====== Entries provided ======

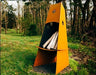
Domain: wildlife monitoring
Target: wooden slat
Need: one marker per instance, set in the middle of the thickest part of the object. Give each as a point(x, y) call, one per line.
point(53, 41)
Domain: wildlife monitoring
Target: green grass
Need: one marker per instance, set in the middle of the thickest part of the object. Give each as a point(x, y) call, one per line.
point(18, 54)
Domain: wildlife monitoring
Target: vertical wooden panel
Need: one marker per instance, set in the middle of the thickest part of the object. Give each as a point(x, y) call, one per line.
point(62, 56)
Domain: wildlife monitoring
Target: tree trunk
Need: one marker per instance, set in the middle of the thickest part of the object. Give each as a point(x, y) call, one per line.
point(92, 25)
point(0, 18)
point(41, 20)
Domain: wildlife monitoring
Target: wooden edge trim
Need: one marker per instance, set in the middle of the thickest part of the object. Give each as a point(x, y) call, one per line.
point(47, 49)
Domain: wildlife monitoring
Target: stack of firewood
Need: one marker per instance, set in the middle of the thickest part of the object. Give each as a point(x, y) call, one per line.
point(51, 43)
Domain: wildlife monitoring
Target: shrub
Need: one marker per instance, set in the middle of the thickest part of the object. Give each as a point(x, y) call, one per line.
point(31, 30)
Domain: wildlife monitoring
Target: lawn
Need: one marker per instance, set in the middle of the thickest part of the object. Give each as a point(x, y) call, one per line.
point(18, 54)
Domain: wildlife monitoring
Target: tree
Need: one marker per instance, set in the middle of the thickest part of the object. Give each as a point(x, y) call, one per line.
point(0, 17)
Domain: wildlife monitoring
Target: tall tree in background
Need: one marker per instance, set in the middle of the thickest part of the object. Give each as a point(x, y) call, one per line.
point(5, 15)
point(0, 18)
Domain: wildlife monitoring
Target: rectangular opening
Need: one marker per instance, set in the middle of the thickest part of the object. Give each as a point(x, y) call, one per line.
point(49, 30)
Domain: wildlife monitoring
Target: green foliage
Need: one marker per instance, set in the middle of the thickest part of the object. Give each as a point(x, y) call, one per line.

======

» **Goal**: Rewrite all of the material above, changing every "wildlife monitoring" to "habitat survey" and keeping everything else the same. Leave out the pictures.

» **The answer**:
Domain: habitat survey
Target: wooden slat
Need: one marker per instance, set in the middle of the thickest part of the object. Give each as a point(x, y) call, one per line.
point(53, 41)
Domain: habitat survey
Target: green grass
Need: one marker per instance, set in the middle of the thickest part of the object. Give each as a point(x, y) call, one per line.
point(18, 54)
Domain: habitat survey
Target: vertical wooden panel
Need: one marker per instance, set in the middle of the thickest part of the object. Give each as a point(x, y) call, one per line.
point(62, 56)
Domain: habitat survey
Target: tree trunk
Need: one marker per instance, set in the middle of the thickest part of the object. Give each as a point(x, y) call, one per line.
point(92, 25)
point(0, 18)
point(41, 20)
Domain: habitat survey
Target: wooden edge trim
Need: one marker per instance, set in the middle of the thickest part of the object. Give each as a point(x, y) call, one per line.
point(47, 49)
Domain: habitat survey
Target: stack of firewood
Need: one marker per instance, set in the middle of the thickest part of the object. Give each as a point(x, y) call, one per line.
point(51, 43)
Domain: habitat survey
Target: shrub
Need: one marker per instance, set in the middle of the thickest part of the object. Give each as a point(x, y) call, one per line.
point(31, 30)
Domain: habitat survey
Target: lawn
Need: one marker per instance, set in the middle of the thickest part of the object. Give each as a point(x, y) call, one per line.
point(18, 54)
Domain: habitat survey
Target: tree
Need: one marker per instance, set in the middle of the thickest part of the object. Give each as a point(x, y) call, one per line.
point(0, 17)
Domain: habitat survey
Target: tall tree in background
Need: one marker per instance, set in the middle of the thickest part of the object. Give each as a point(x, y) call, one per line.
point(5, 15)
point(0, 18)
Domain: habitat survey
Target: rectangular opening
Need: one marker per instance, set in the middle of the thickest part of the object. Give each as a point(x, y) call, one per line.
point(49, 30)
Domain: habitat survey
Target: green foliage
Need: one marker per instance, set in the middle of the thickest part of the object. Give each as a point(x, y) call, one per line.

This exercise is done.